> [Stated problem A] In the passage below, which systems act as intermediaries between the storage system and the client systems?

> [Passage provided]

__________

Examples include tape library systems, RAID (Redundant Array of
Inexpensive Disks) systems, JBOD (Just a Bunch Of Disks) systems,
etc. Likewise, there could be any number of host systems in
addition to Host 1 and Host 2. It should also be understood that
the individual connection components that may be used to implement
embodiments of the SAN 20, such as links, switches, routers, hubs,
directors, etc., are not shown in FIG. 2.
[0023] In addition to their connectivity to SAN 20, Host 1 and Host
2 may also communicate with a local area network (LAN) 22 (or
alternatively a WAN or other type of network) that comprises one or
more data processing clients 20, several of which are identified as
client systems 20.sub.1, 20.sub.2 . . . 20.sub.n. One or more data
sets utilized by the client systems 20 are assumed to reside on the
storage system 18. Access to these data sets is provided by Host 1
and Host 2, which act as intermediaries between the storage system
18 and the client systems 20.
[0024] There are a variety of computer hardware and software
components that may be used to implement the various elements that
make up the SAN 20, depending on design preferences. The network
interconnection components of the SAN 20 may include any number of
switches, directors, hubs, bridges, routers, gateways, etc. Such
products are conventionally available from a wide array of vendors.

__________

> [Stated problem B] Format the records from the line containing "brown plumage -> box" through the line containing "top-left (44, 42), bottom-right (922, 796)" as a Markdown table with the columns Number and Record line, one row per line, and leave out the picture.

> [Source records]
__________

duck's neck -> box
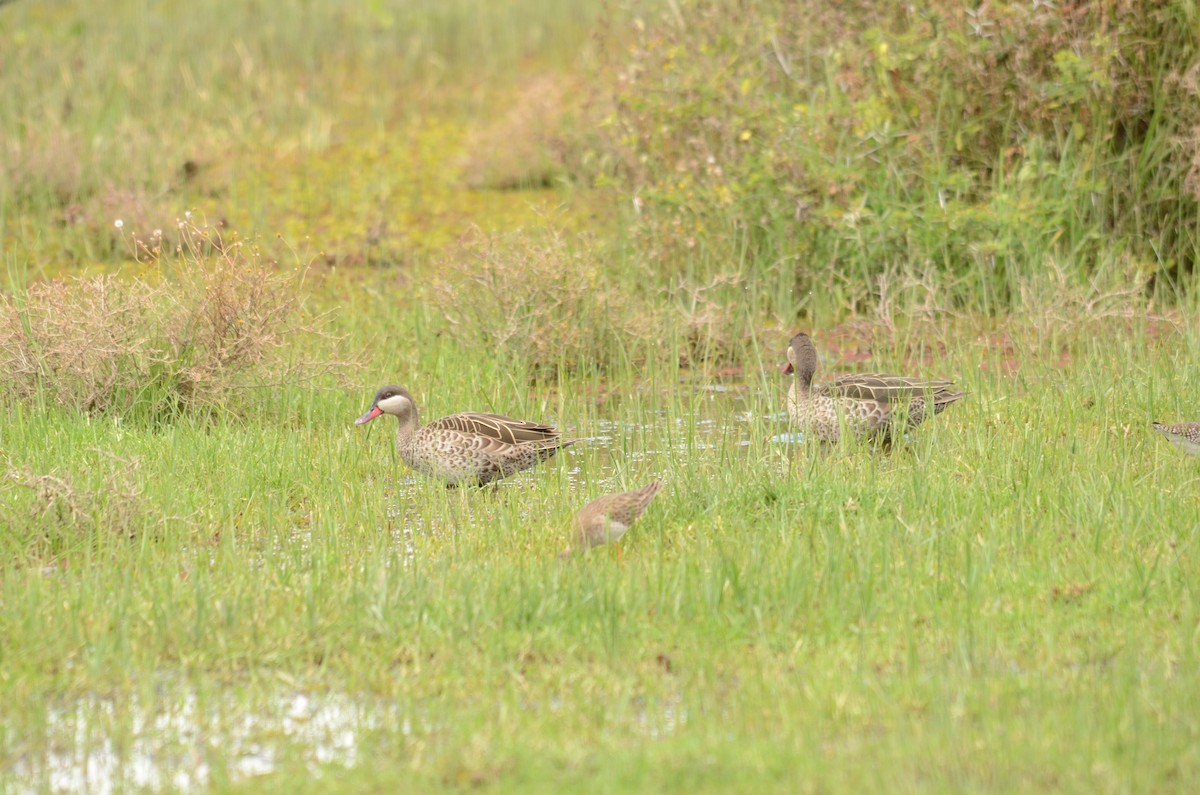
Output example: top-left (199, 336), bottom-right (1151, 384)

__________

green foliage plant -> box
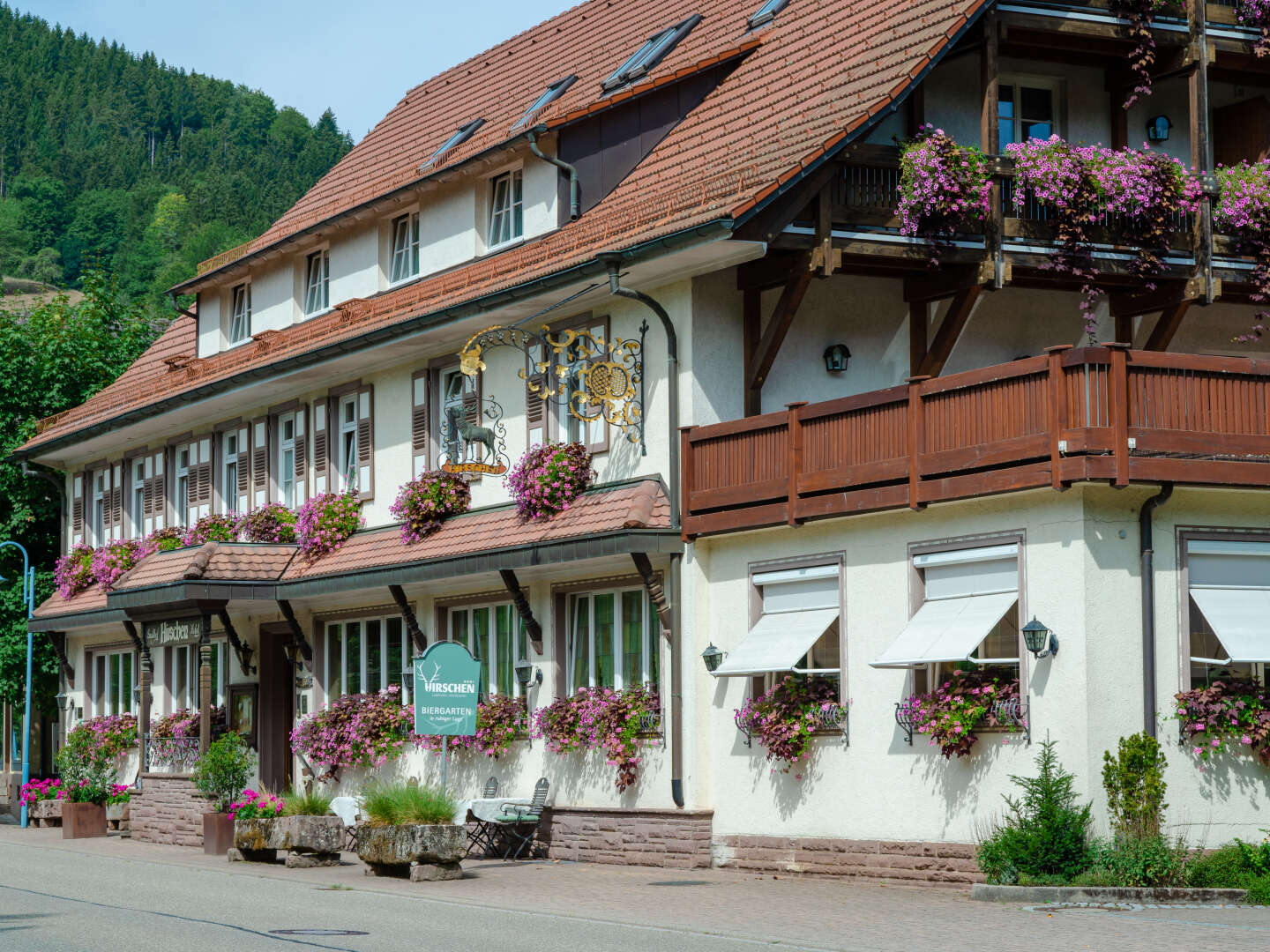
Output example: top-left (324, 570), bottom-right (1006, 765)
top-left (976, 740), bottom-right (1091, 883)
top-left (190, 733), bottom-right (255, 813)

__________

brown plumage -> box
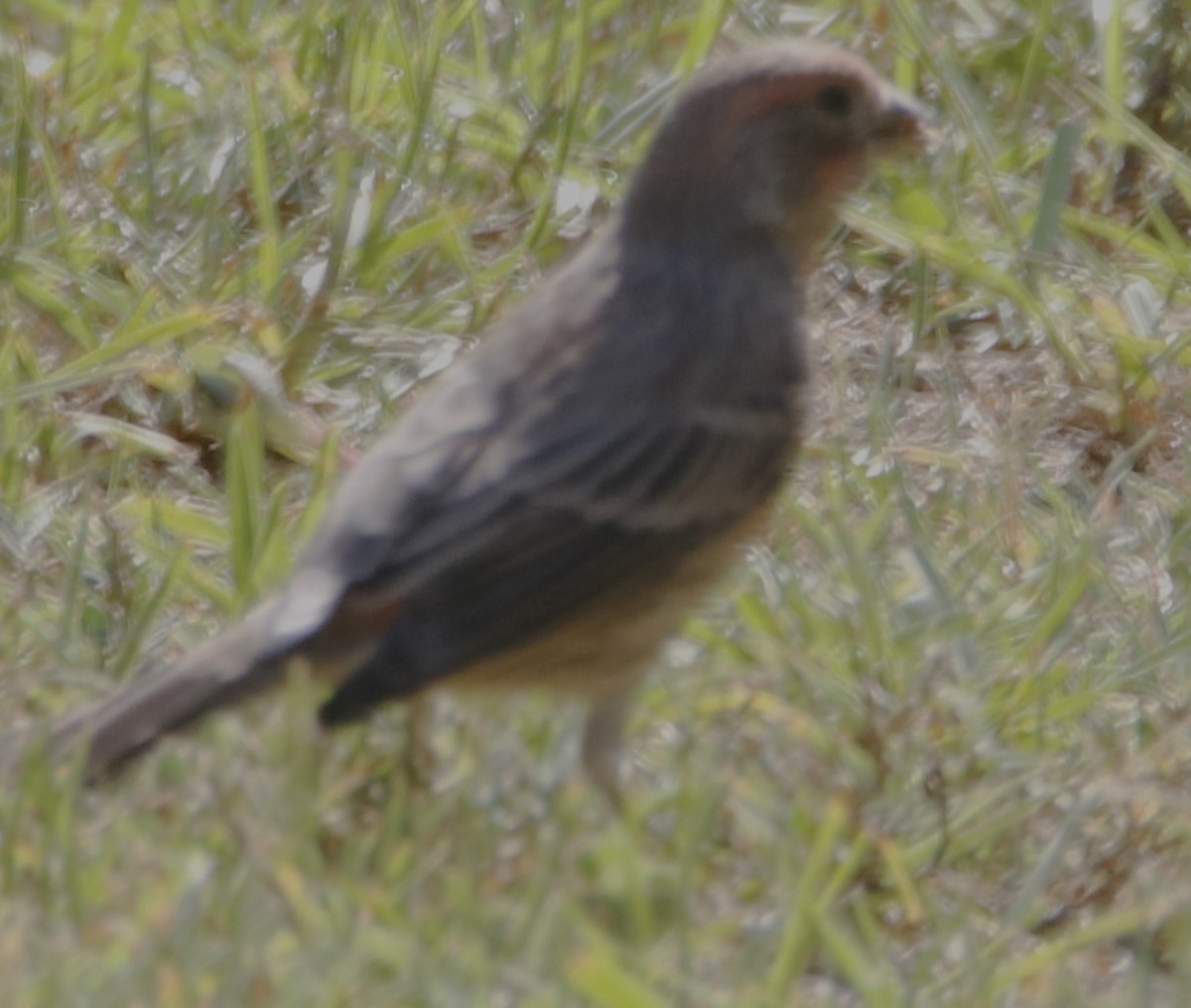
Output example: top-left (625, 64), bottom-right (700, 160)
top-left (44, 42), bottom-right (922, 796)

__________

> [Exercise response A] Host 1 and Host 2

> [Exercise response B]
| Number | Record line |
|---|---|
| 1 | brown plumage -> box |
| 2 | Output example: top-left (625, 64), bottom-right (700, 160) |
| 3 | top-left (44, 42), bottom-right (922, 796) |